**WHAT TO WORK ON**: Your answer should be only the lines below from the one with "get_box(calm water surface)" to the one with "get_box(wispy cloud)", repeated exactly, ends included.
AVAILABLE RECORDS section start
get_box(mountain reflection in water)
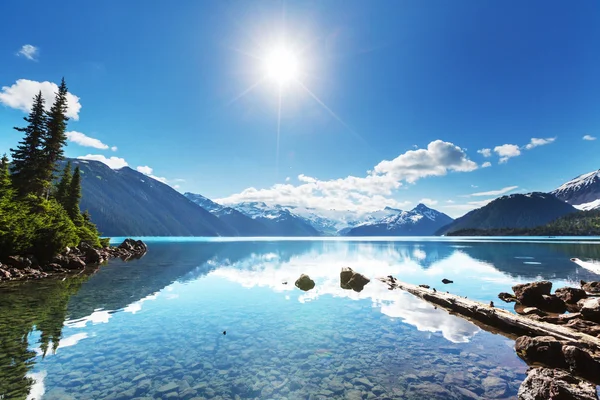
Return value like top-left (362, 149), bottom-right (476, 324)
top-left (2, 238), bottom-right (600, 399)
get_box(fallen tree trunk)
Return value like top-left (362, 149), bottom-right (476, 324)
top-left (380, 278), bottom-right (600, 351)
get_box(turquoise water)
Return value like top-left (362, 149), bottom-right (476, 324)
top-left (2, 238), bottom-right (600, 399)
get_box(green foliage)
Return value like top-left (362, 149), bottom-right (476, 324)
top-left (99, 237), bottom-right (111, 248)
top-left (448, 210), bottom-right (600, 236)
top-left (0, 80), bottom-right (106, 262)
top-left (43, 78), bottom-right (69, 182)
top-left (55, 160), bottom-right (72, 206)
top-left (10, 92), bottom-right (48, 197)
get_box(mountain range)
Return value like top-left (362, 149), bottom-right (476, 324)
top-left (71, 158), bottom-right (600, 237)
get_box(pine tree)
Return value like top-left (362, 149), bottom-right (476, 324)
top-left (55, 161), bottom-right (72, 207)
top-left (43, 78), bottom-right (70, 186)
top-left (10, 91), bottom-right (48, 197)
top-left (65, 166), bottom-right (82, 223)
top-left (0, 154), bottom-right (10, 198)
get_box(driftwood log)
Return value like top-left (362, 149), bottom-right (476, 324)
top-left (380, 278), bottom-right (600, 349)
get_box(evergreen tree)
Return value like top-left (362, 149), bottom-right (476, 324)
top-left (43, 78), bottom-right (70, 185)
top-left (55, 161), bottom-right (72, 207)
top-left (10, 92), bottom-right (48, 196)
top-left (65, 166), bottom-right (82, 223)
top-left (0, 154), bottom-right (10, 198)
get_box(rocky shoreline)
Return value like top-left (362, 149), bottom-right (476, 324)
top-left (0, 238), bottom-right (148, 281)
top-left (381, 276), bottom-right (600, 400)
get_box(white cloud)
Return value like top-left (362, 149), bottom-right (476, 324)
top-left (481, 161), bottom-right (491, 168)
top-left (77, 154), bottom-right (128, 169)
top-left (136, 165), bottom-right (167, 184)
top-left (494, 144), bottom-right (521, 160)
top-left (66, 131), bottom-right (109, 150)
top-left (469, 185), bottom-right (518, 197)
top-left (149, 175), bottom-right (168, 184)
top-left (218, 140), bottom-right (478, 213)
top-left (17, 44), bottom-right (38, 61)
top-left (419, 198), bottom-right (438, 206)
top-left (173, 184), bottom-right (180, 189)
top-left (136, 165), bottom-right (153, 175)
top-left (477, 148), bottom-right (491, 157)
top-left (524, 137), bottom-right (556, 150)
top-left (446, 200), bottom-right (455, 203)
top-left (111, 146), bottom-right (118, 151)
top-left (285, 177), bottom-right (290, 182)
top-left (0, 79), bottom-right (82, 120)
top-left (583, 135), bottom-right (596, 141)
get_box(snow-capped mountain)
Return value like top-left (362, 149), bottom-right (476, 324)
top-left (184, 193), bottom-right (269, 236)
top-left (552, 169), bottom-right (600, 209)
top-left (230, 202), bottom-right (321, 236)
top-left (344, 204), bottom-right (454, 236)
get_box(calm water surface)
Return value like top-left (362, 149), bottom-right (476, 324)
top-left (2, 238), bottom-right (600, 400)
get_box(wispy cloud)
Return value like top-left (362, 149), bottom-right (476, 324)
top-left (136, 165), bottom-right (167, 184)
top-left (66, 131), bottom-right (110, 150)
top-left (583, 135), bottom-right (596, 141)
top-left (494, 144), bottom-right (521, 164)
top-left (469, 186), bottom-right (518, 197)
top-left (477, 148), bottom-right (491, 157)
top-left (481, 161), bottom-right (491, 168)
top-left (419, 198), bottom-right (438, 206)
top-left (524, 137), bottom-right (556, 150)
top-left (16, 44), bottom-right (38, 61)
top-left (0, 79), bottom-right (82, 120)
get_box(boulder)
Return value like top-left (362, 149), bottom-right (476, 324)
top-left (347, 273), bottom-right (370, 292)
top-left (515, 336), bottom-right (568, 369)
top-left (340, 267), bottom-right (354, 289)
top-left (579, 298), bottom-right (600, 323)
top-left (517, 368), bottom-right (598, 400)
top-left (78, 242), bottom-right (103, 264)
top-left (3, 255), bottom-right (32, 269)
top-left (295, 274), bottom-right (315, 291)
top-left (540, 295), bottom-right (567, 314)
top-left (65, 255), bottom-right (86, 270)
top-left (0, 268), bottom-right (11, 280)
top-left (512, 281), bottom-right (552, 305)
top-left (580, 280), bottom-right (600, 294)
top-left (498, 292), bottom-right (518, 303)
top-left (339, 268), bottom-right (370, 292)
top-left (555, 287), bottom-right (587, 304)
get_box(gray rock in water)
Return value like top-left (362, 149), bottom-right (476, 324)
top-left (555, 287), bottom-right (587, 304)
top-left (295, 274), bottom-right (315, 291)
top-left (518, 368), bottom-right (598, 400)
top-left (482, 375), bottom-right (507, 398)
AVAILABLE RECORDS section end
**SOLUTION TO THIS TASK**:
get_box(calm water surface)
Return value like top-left (362, 149), bottom-right (476, 324)
top-left (2, 238), bottom-right (600, 400)
get_box(wispy cloud)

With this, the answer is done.